*** Opening of Given entries ***

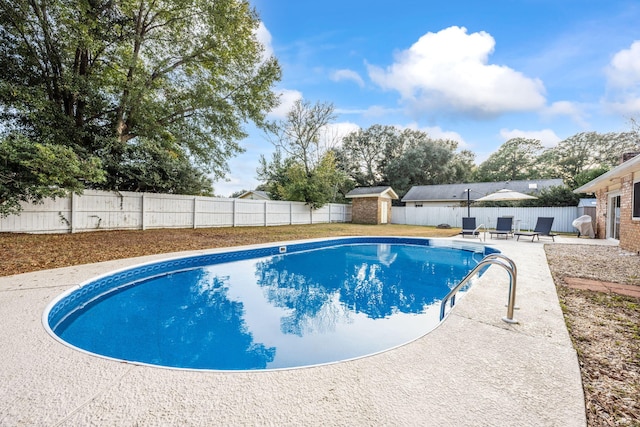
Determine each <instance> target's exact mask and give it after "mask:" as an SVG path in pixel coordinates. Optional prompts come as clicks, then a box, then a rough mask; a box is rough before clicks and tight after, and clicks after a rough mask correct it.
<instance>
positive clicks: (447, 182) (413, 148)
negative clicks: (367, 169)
mask: <svg viewBox="0 0 640 427" xmlns="http://www.w3.org/2000/svg"><path fill="white" fill-rule="evenodd" d="M453 156H454V152H453V149H452V147H451V145H450V144H449V143H447V142H444V141H434V140H431V139H428V138H426V139H424V140H422V141H420V142H418V143H417V144H416V145H415V146H414V147H411V148H409V149H407V150H405V151H404V152H403V153H402V154H401V155H400V156H399V157H397V158H395V159H393V160H391V161H390V162H389V164H388V165H387V167H386V169H385V175H386V179H387V182H388V184H389V185H391V186H392V187H393V189H394V190H395V191H396V192H397V193H398V195H400V196H401V197H402V196H403V195H404V194H406V192H407V191H409V189H410V188H411V186H413V185H430V184H445V183H449V182H453V181H452V180H453V176H454V174H455V172H456V171H455V169H454V168H453V167H452V164H451V160H452V159H453Z"/></svg>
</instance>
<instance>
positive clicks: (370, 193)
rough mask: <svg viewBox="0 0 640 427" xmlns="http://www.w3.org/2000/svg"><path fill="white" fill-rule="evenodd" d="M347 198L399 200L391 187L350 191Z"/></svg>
mask: <svg viewBox="0 0 640 427" xmlns="http://www.w3.org/2000/svg"><path fill="white" fill-rule="evenodd" d="M345 197H346V198H348V199H352V198H356V197H389V198H391V199H398V195H397V194H396V192H395V191H393V188H391V187H389V186H378V187H357V188H354V189H353V190H351V191H349V192H348V193H347V194H346V195H345Z"/></svg>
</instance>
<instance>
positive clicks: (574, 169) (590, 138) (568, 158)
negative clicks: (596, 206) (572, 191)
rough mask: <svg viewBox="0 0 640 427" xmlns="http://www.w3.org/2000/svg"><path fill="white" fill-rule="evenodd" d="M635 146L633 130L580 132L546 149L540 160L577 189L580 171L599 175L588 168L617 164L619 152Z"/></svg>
mask: <svg viewBox="0 0 640 427" xmlns="http://www.w3.org/2000/svg"><path fill="white" fill-rule="evenodd" d="M638 148H639V147H638V142H637V139H636V135H635V133H634V132H623V133H613V132H612V133H605V134H600V133H597V132H582V133H578V134H576V135H573V136H571V137H569V138H567V139H565V140H564V141H561V142H560V143H559V144H558V145H557V146H555V147H553V148H550V149H548V150H547V151H545V153H544V154H543V156H541V159H540V160H541V161H540V163H541V164H543V165H544V167H545V169H547V170H549V171H553V173H554V174H555V175H556V176H555V177H559V178H563V179H564V180H565V183H566V184H567V185H568V186H569V187H571V188H577V187H578V181H577V180H578V179H582V178H580V177H581V174H585V173H586V174H592V173H595V174H598V175H600V174H601V173H598V172H590V171H601V170H604V169H607V170H608V169H610V168H612V167H614V166H616V165H618V164H619V163H620V158H621V156H622V154H624V153H625V152H629V151H637V150H638ZM589 176H591V175H589ZM596 176H597V175H596ZM586 182H588V181H585V183H586Z"/></svg>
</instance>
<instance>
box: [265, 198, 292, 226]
mask: <svg viewBox="0 0 640 427" xmlns="http://www.w3.org/2000/svg"><path fill="white" fill-rule="evenodd" d="M266 206H267V223H266V225H288V224H290V223H291V202H282V201H272V202H269V203H268V204H267V205H266Z"/></svg>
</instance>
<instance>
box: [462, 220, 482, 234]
mask: <svg viewBox="0 0 640 427" xmlns="http://www.w3.org/2000/svg"><path fill="white" fill-rule="evenodd" d="M460 234H462V237H466V236H472V237H478V236H480V231H479V229H478V227H476V217H474V216H471V217H466V218H462V232H461V233H460Z"/></svg>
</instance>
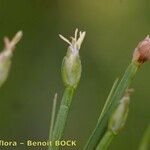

*** Close of Given entries ***

▶ What you have to do
Go through the entries above and copy out every line that includes the word "positive".

▶ Response to the task
positive clicks: (447, 182) (413, 148)
positive clicks: (370, 193)
positive clicks: (574, 169) (590, 138) (568, 158)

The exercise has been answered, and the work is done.